=== Stored data ===

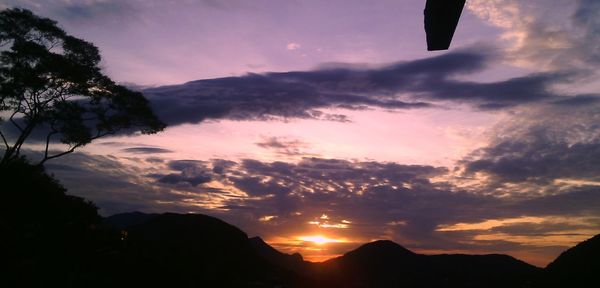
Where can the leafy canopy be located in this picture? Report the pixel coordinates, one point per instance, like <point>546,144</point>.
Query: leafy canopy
<point>50,82</point>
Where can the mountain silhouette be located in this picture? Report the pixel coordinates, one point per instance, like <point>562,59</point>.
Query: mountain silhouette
<point>190,244</point>
<point>578,266</point>
<point>386,264</point>
<point>292,262</point>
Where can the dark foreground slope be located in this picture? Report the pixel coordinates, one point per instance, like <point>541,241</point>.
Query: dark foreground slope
<point>579,266</point>
<point>387,264</point>
<point>173,243</point>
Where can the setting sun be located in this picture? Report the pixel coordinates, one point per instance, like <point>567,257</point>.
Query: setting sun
<point>319,240</point>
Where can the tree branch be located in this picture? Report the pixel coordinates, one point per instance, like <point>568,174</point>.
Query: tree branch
<point>5,141</point>
<point>71,149</point>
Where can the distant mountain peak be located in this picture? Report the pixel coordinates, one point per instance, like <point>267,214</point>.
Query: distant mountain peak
<point>381,247</point>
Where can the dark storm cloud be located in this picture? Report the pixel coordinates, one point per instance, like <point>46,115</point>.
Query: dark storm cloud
<point>85,10</point>
<point>146,150</point>
<point>561,141</point>
<point>586,17</point>
<point>81,10</point>
<point>181,178</point>
<point>401,200</point>
<point>190,172</point>
<point>284,146</point>
<point>405,85</point>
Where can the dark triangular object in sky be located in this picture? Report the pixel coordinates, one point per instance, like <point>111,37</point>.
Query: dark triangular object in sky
<point>441,18</point>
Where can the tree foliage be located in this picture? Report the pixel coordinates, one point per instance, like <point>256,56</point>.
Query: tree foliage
<point>51,82</point>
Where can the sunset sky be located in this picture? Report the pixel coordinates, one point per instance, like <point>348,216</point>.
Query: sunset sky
<point>322,125</point>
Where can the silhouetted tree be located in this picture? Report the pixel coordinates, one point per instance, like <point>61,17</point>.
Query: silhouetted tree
<point>51,81</point>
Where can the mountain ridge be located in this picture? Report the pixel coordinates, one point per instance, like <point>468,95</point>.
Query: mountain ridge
<point>381,263</point>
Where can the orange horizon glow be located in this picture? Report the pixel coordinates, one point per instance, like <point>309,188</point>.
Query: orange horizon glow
<point>320,240</point>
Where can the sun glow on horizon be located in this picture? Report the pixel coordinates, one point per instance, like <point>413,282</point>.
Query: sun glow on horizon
<point>320,240</point>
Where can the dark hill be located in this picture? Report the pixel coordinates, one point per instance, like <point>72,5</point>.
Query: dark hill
<point>579,266</point>
<point>191,247</point>
<point>292,262</point>
<point>387,264</point>
<point>192,250</point>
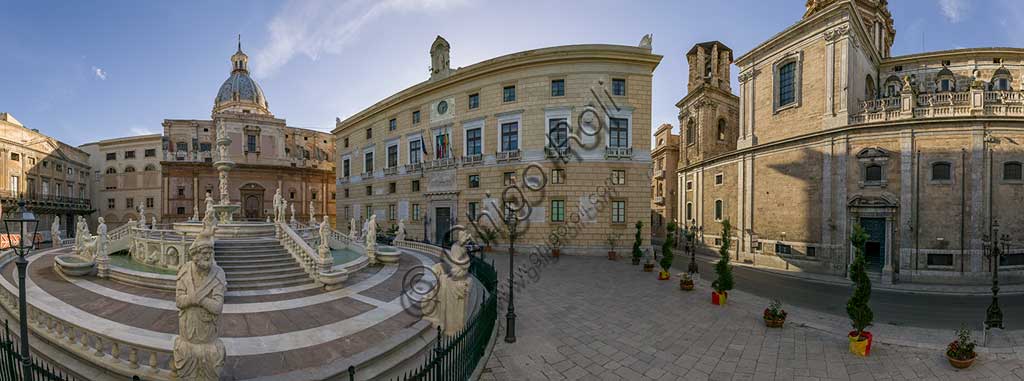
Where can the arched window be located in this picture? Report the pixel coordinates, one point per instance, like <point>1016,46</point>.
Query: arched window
<point>872,173</point>
<point>689,132</point>
<point>1012,171</point>
<point>868,87</point>
<point>941,171</point>
<point>787,84</point>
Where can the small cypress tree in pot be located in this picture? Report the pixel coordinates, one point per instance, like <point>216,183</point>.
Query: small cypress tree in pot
<point>637,253</point>
<point>858,310</point>
<point>723,269</point>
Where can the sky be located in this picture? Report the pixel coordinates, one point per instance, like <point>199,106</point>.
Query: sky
<point>84,71</point>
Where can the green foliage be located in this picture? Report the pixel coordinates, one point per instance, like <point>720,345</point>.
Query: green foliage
<point>637,253</point>
<point>670,240</point>
<point>723,268</point>
<point>858,310</point>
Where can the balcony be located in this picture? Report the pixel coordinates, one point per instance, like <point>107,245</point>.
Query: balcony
<point>619,153</point>
<point>472,160</point>
<point>973,102</point>
<point>509,156</point>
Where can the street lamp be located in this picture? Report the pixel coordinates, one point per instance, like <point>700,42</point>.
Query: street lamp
<point>23,222</point>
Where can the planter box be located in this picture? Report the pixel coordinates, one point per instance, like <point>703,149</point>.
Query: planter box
<point>862,345</point>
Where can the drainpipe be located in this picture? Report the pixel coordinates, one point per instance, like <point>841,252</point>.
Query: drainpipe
<point>963,202</point>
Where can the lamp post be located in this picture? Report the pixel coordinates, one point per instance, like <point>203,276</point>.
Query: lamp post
<point>512,221</point>
<point>23,222</point>
<point>993,316</point>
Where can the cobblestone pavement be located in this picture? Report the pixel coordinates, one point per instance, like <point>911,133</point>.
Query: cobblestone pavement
<point>590,319</point>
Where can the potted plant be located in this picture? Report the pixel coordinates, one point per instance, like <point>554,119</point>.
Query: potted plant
<point>612,240</point>
<point>774,314</point>
<point>857,308</point>
<point>637,253</point>
<point>961,352</point>
<point>667,256</point>
<point>488,236</point>
<point>723,269</point>
<point>685,282</point>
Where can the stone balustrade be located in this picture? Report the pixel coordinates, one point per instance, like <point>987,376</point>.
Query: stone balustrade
<point>973,102</point>
<point>120,356</point>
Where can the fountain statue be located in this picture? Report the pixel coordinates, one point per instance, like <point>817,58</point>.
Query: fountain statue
<point>444,305</point>
<point>199,353</point>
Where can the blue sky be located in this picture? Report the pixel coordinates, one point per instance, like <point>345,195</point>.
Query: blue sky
<point>84,71</point>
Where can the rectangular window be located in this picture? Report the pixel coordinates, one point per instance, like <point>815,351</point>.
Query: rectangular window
<point>414,152</point>
<point>558,131</point>
<point>510,136</point>
<point>392,156</point>
<point>617,212</point>
<point>557,176</point>
<point>473,141</point>
<point>617,86</point>
<point>617,177</point>
<point>508,93</point>
<point>557,210</point>
<point>368,162</point>
<point>557,87</point>
<point>250,143</point>
<point>619,129</point>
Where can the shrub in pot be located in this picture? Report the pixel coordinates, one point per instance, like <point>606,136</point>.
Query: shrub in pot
<point>774,315</point>
<point>723,269</point>
<point>667,255</point>
<point>961,352</point>
<point>637,253</point>
<point>858,310</point>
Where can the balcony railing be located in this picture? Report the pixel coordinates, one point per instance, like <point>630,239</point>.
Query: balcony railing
<point>509,156</point>
<point>619,153</point>
<point>972,102</point>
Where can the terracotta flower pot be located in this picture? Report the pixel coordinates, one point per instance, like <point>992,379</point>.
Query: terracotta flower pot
<point>962,364</point>
<point>860,345</point>
<point>718,298</point>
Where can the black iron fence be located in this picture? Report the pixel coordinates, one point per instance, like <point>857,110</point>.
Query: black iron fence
<point>10,363</point>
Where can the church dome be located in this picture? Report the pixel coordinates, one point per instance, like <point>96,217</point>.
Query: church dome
<point>240,92</point>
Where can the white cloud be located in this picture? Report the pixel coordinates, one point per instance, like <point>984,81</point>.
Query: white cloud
<point>953,9</point>
<point>324,27</point>
<point>99,73</point>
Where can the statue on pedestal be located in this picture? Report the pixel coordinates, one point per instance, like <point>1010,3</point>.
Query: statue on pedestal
<point>199,352</point>
<point>444,306</point>
<point>55,231</point>
<point>399,235</point>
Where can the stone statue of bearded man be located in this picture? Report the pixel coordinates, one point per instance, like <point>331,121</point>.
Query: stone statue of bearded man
<point>199,352</point>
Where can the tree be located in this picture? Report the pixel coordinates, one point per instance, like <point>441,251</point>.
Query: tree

=== Exercise objective ===
Rewrite the lines above between the one containing "Where can the dark triangular" and the one containing "<point>51,82</point>", both included, adding 11 to both pixel coordinates in every answer point. Leave every other line as it is, including the sample points inside the other lines.

=== Reply to the exercise ===
Where can the dark triangular object in sky be located in this picture? Report the pixel coordinates, one point per instance, like <point>111,37</point>.
Query: dark triangular object in sky
<point>452,29</point>
Where can the tree foliage be located in this picture? Report the pixel coordinates, one point per instance, like <point>256,56</point>.
Query: tree foliage
<point>62,93</point>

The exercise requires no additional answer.